** OBJECTIVE **
Copy the lines below word for word, leaving out the pictures.

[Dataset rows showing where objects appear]
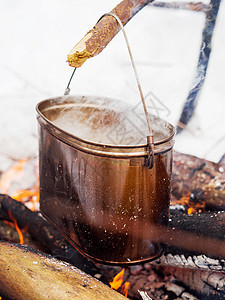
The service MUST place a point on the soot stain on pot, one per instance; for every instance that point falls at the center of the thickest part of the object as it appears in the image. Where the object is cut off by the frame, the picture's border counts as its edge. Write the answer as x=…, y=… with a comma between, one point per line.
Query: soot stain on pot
x=95, y=199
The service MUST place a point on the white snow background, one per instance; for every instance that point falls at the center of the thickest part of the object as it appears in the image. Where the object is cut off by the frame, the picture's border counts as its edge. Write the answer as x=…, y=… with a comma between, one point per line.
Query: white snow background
x=36, y=37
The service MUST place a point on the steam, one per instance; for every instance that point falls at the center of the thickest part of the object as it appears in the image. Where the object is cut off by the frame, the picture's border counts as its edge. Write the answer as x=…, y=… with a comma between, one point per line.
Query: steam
x=106, y=121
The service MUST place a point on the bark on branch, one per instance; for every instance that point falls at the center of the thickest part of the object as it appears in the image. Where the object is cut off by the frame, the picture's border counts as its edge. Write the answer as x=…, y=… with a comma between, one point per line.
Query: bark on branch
x=103, y=32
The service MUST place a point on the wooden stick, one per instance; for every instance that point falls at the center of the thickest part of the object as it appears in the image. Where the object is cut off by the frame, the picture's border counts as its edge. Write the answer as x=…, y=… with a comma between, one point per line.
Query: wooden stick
x=103, y=32
x=28, y=274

** IN RESPONSE **
The service MUST place a point on the soot stain on pot, one per instance; for every instance that point falls at the center of the thickest part of the object as it appears in the image. Where the object is cut off by the frame, the picture's border counts as its edge. Write the answer as x=…, y=… with a comma between, one point per line.
Query: soot stain on pot
x=95, y=199
The service MUST place a point on the white snow background, one per instance; for every instance that point falls at the center of the thickest part of the object as it appears in the image. Where the object is cut off by the frame, the picture's border counts as its edge. Write the answer as x=…, y=… with a comma between, one point per line.
Query: white snow background
x=36, y=37
The service MUST place a point on the steam, one per instance; for every instance that point falls at the center of the thickest part of the object as it appears in the image. Where the object is cut off by the frame, the picture's border counts as its edge. Write the answer as x=…, y=… with a comma between, one point per line.
Query: steam
x=106, y=121
The service MUST place a point on the bark on branch, one per instance; for every instance that point falls at the center of the thickest part of the object as it appears in the image. Where the object is cut off by the frame, the picture's border counts as its edge. Write the answer as x=…, y=… with a comma between, one point per line.
Query: bark on branch
x=103, y=32
The service MUST place a point on the wooden stick, one per instance; for every instance that point falls at the center of the thickest part of the object as it appears in the image. Where the object is cut off by the frame, the picture's border counts as its edge. Write the answer as x=…, y=… with a comma between, one point per line.
Query: wooden stick
x=103, y=32
x=28, y=274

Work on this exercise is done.